━━━ SOURCE RECORDS
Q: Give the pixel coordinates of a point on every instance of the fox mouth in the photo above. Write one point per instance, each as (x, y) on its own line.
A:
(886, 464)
━━━━━━
━━━ SOURCE RECORDS
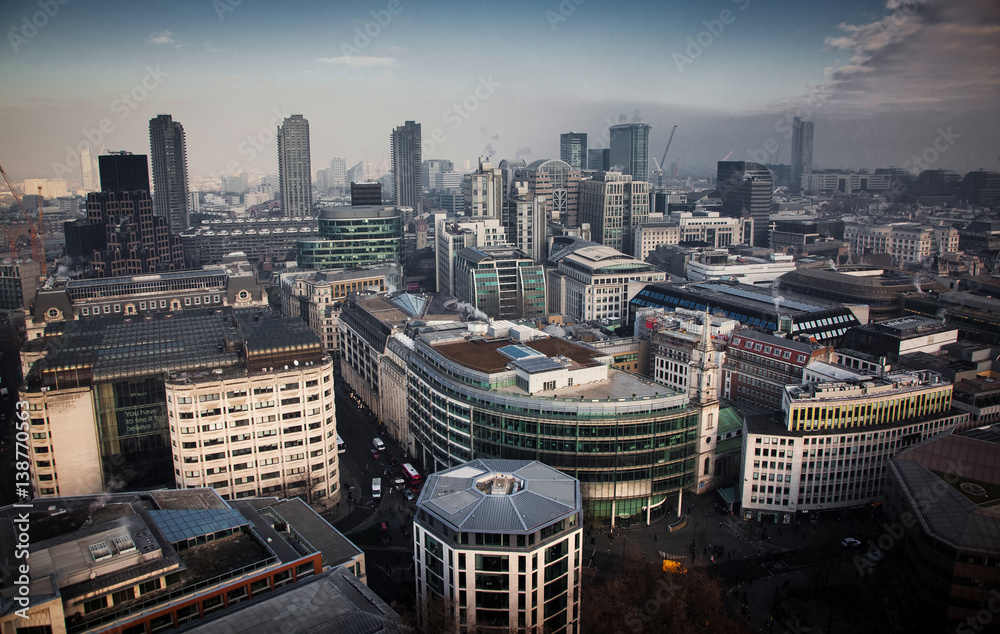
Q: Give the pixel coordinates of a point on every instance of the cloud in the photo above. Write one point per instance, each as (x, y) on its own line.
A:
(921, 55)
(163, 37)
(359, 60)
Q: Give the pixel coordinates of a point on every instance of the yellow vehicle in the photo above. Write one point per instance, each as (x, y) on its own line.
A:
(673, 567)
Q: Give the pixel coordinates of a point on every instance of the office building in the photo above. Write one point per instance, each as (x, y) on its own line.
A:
━━━━━━
━━━ SOURCE RECORDS
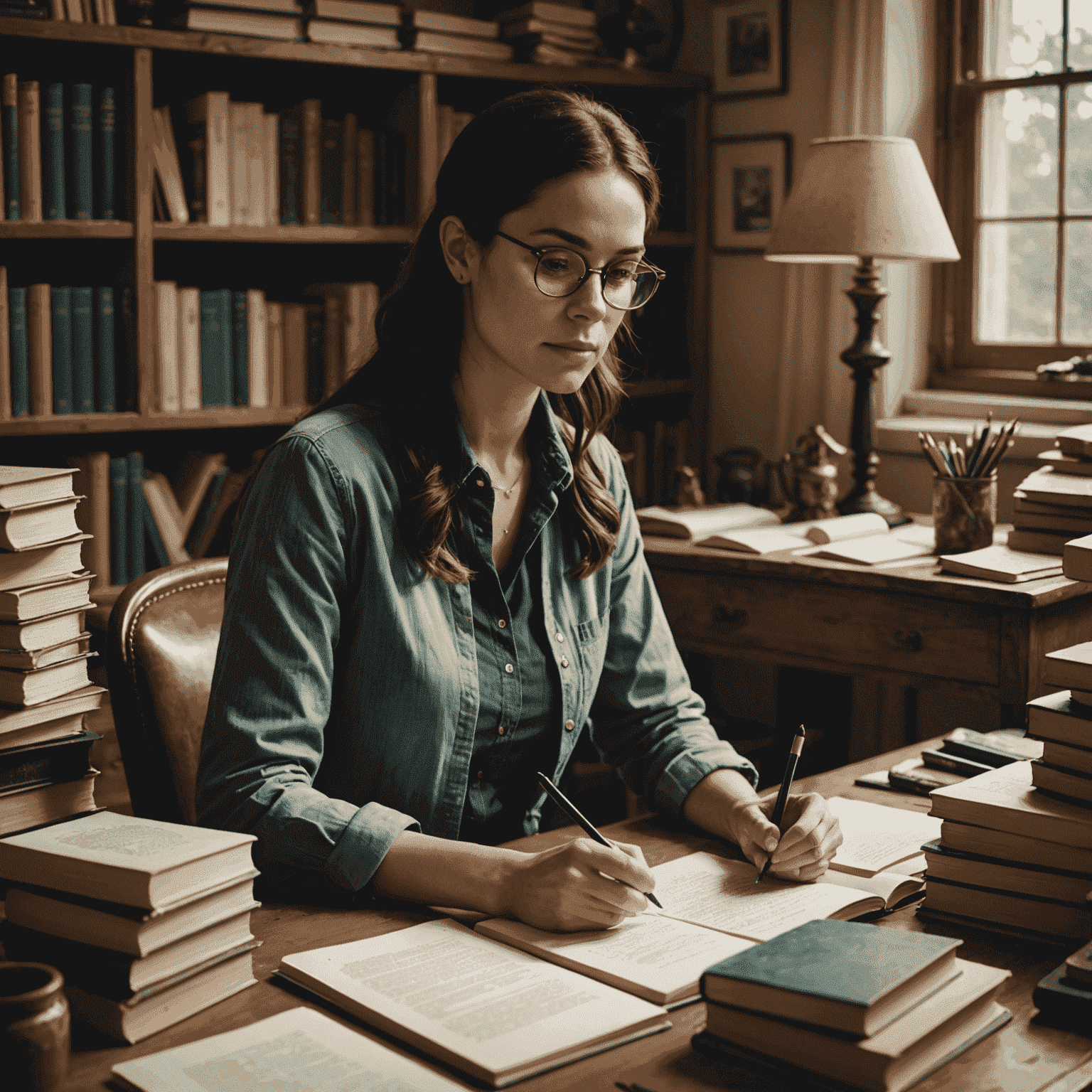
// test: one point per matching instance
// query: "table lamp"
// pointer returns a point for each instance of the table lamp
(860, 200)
━━━━━━
-- STATED GOAL --
Show each line of the listing above that contains the string "lamp", matching case exactly.

-- THE SOLUTION --
// query: "table lamp"
// pointer returns a point for each instance of the table lamp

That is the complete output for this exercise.